Passage extrait>
__________________________________________________
Le ministre des Affaires étrangères, Gebran Bassil, qui présidait hier une réunion préparatoire des ministres des Affaires étrangères, de l’Économie et des Finances des pays de la Ligue arabe à l’hôtel Phoenicia, a quasiment dressé un constat de l’échec du 4e sommet économique de la Ligue arabe, prévu dimanche à Beyrouth, affirmant « comprendre » la décision de la quasi-totalité des chefs d’État de boycotter l’événement, se contentant d’y déléguer des ministres, à l’exception des présidents somalien et mauritanien. « Chaque pays a le droit de décider de son niveau de représentation. En toute franchise, je comprends que certains présidents aient pris cette décision. Le Liban doit assumer ses responsabilités dans ce qui s’est passé. Il y a des façons de donner son avis », a déclaré hier M. Bassil, lors d’une conférence de presse à l’hôtel Monroe, après la réunion des ministres, dans une critique à peine voilée à l’égard du comportement des miliciens du mouvement Amal, dont l’action à l’encontre de la Libye a clairement précipité la débandade.
__________________________________________________
Données fournies>
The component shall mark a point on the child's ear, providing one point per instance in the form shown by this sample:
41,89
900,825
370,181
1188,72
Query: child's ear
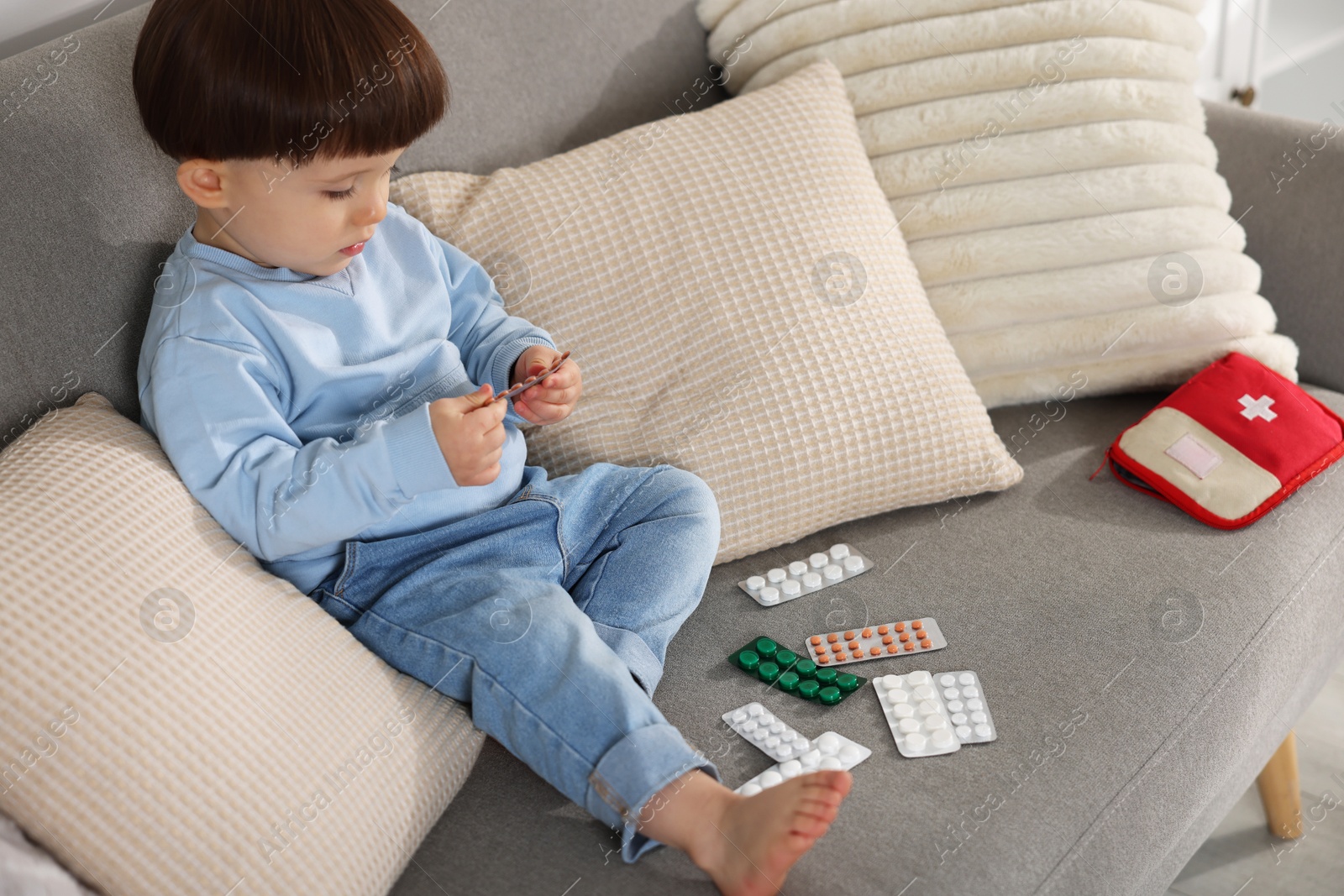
__________________________________________________
Travail à effectuer>
a – Traduisez en anglais la phrase suivante du passage sur le sommet économique de la Ligue arabe : « Chaque pays a le droit de décider de son niveau de représentation. »
b – Répondez aux questions suivantes d'après le passage sur le sommet économique de la Ligue arabe :
(i) Dans quel hôtel se tenait la réunion préparatoire présidée par Gebran Bassil ?
(ii) Quels chefs d'État font exception au boycott du sommet ?
(iii) Dans quel hôtel M. Bassil a-t-il tenu sa conférence de presse ?
Ces données proviennent d'une source distincte du passage.

Réponses attendues>
a – Each country has the right to decide on its level of representation.

b –
(i) À l'hôtel Phoenicia.
(ii) Les présidents somalien et mauritanien.
(iii) À l'hôtel Monroe.